Object location annotation data
* * * * * * *
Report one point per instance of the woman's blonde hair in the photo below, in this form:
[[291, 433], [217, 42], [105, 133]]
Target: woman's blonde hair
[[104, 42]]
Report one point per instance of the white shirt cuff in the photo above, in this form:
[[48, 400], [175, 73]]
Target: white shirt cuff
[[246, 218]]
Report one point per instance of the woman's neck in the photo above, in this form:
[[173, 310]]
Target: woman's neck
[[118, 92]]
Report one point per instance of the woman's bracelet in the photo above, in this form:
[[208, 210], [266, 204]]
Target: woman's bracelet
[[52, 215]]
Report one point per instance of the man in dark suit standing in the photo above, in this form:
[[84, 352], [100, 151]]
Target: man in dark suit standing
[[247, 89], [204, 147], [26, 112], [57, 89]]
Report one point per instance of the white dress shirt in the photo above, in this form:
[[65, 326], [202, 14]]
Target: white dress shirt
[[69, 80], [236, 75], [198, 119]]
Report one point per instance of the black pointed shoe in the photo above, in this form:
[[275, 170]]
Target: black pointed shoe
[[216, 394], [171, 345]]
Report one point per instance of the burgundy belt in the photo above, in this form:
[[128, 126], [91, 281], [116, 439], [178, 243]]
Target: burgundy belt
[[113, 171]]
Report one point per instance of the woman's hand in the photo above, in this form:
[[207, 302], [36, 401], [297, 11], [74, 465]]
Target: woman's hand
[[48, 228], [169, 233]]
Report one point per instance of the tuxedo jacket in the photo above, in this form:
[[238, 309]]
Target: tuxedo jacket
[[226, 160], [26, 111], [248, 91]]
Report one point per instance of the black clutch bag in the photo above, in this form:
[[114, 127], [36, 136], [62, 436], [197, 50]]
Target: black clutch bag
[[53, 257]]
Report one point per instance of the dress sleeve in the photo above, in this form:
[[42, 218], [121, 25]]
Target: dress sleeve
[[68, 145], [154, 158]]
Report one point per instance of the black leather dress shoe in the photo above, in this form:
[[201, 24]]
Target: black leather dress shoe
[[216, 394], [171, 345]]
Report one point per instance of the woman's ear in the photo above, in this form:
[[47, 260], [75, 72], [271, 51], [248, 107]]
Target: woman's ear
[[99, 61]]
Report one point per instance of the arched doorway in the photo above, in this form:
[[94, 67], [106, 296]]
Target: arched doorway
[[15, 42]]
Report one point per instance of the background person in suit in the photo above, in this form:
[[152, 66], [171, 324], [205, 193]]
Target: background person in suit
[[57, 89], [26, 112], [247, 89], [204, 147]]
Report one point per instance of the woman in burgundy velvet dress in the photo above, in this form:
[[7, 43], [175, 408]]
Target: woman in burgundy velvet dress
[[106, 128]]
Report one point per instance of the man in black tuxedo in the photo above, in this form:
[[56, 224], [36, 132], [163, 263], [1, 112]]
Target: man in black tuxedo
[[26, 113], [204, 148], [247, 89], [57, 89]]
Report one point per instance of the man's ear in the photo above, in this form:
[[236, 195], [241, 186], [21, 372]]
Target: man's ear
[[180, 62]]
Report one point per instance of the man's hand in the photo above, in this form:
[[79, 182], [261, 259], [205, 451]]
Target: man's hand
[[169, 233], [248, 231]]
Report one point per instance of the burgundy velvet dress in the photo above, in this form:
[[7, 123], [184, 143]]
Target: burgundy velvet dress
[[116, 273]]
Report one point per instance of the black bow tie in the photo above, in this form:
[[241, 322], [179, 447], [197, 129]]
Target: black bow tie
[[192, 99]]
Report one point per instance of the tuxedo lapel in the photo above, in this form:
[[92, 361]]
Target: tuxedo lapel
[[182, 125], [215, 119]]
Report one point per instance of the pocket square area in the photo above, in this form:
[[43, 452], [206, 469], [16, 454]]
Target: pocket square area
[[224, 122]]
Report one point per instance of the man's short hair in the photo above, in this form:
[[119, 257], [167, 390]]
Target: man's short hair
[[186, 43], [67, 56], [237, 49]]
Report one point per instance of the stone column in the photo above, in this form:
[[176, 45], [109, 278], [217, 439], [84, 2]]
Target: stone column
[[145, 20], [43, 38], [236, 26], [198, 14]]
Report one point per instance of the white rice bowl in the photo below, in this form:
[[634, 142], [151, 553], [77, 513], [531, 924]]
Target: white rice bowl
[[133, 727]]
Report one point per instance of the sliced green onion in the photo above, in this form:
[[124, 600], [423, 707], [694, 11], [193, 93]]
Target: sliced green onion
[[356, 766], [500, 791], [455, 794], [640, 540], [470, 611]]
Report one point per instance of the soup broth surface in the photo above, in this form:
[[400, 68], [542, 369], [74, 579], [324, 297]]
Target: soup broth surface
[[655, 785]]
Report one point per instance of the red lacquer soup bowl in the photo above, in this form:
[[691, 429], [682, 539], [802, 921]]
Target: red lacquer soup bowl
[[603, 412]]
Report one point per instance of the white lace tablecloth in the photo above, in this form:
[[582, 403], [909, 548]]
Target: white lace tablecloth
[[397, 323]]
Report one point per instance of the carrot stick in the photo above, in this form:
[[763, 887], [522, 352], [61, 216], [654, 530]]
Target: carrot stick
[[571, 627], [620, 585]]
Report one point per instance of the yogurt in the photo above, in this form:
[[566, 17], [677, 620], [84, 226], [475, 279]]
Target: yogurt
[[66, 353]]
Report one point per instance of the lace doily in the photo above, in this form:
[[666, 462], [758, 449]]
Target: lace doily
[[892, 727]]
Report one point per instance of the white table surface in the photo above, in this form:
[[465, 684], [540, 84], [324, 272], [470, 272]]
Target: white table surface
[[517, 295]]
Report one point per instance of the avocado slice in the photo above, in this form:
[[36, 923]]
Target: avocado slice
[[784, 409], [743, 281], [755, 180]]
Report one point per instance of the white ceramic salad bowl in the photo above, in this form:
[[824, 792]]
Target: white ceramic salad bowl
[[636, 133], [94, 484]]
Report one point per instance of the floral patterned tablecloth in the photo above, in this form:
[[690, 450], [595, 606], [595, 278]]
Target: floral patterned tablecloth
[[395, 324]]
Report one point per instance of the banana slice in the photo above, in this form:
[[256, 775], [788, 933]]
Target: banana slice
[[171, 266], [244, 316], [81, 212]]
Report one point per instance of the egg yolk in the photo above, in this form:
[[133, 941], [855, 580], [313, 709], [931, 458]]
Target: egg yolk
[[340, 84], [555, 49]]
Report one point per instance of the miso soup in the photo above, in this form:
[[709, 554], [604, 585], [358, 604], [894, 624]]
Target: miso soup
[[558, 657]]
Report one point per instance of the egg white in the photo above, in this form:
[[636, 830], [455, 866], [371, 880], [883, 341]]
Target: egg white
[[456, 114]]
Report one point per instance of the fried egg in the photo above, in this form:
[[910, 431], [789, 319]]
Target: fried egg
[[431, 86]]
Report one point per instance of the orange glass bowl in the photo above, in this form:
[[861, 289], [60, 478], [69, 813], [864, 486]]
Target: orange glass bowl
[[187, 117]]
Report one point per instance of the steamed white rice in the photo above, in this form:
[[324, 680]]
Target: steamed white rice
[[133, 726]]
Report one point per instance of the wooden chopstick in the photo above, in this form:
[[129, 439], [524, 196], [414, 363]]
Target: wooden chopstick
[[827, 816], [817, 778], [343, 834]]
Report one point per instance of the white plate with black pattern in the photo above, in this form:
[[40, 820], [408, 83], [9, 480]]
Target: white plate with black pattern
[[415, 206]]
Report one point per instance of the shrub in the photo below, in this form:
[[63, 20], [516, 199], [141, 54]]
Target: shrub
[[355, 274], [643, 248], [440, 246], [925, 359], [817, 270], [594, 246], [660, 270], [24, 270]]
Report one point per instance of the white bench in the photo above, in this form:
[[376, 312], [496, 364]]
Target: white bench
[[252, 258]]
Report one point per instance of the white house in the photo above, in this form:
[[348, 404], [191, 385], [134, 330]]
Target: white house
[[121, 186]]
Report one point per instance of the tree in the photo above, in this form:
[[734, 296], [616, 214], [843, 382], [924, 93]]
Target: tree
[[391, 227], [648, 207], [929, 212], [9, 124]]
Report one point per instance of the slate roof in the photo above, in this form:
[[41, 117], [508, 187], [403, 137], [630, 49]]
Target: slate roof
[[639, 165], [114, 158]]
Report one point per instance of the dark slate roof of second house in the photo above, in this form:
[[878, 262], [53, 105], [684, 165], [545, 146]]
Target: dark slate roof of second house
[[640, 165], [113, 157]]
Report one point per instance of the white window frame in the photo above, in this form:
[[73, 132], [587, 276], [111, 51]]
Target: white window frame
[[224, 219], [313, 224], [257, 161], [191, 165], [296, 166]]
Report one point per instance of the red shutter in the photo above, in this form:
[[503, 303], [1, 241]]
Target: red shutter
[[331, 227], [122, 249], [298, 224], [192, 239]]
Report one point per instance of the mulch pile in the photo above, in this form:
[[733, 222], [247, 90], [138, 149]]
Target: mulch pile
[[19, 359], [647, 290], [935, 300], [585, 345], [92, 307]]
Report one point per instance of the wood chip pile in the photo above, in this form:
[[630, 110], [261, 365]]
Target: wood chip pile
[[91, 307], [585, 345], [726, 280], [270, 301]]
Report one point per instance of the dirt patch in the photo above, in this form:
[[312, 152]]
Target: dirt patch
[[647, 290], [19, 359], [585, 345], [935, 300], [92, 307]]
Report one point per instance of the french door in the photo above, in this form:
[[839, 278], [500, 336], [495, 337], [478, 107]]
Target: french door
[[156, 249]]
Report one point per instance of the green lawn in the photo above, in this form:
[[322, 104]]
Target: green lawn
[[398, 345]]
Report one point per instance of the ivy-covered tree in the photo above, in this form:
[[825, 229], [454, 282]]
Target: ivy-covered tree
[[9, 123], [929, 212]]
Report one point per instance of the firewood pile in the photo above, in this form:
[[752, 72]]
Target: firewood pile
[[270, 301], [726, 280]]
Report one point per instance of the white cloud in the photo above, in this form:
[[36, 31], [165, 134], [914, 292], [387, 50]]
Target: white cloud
* * * * * * *
Copy the lines of the items above verbatim, from the line containing "Report one point per instance of the firewood" through the end of the items.

Report one point per instance of the firewood pile in the photo above, in this form:
[[752, 72]]
Target: firewood pile
[[270, 301], [726, 280]]
Report one point per instance of the white cloud in the photo above, in this form:
[[36, 31], [165, 134], [914, 292], [387, 50]]
Target: white cloud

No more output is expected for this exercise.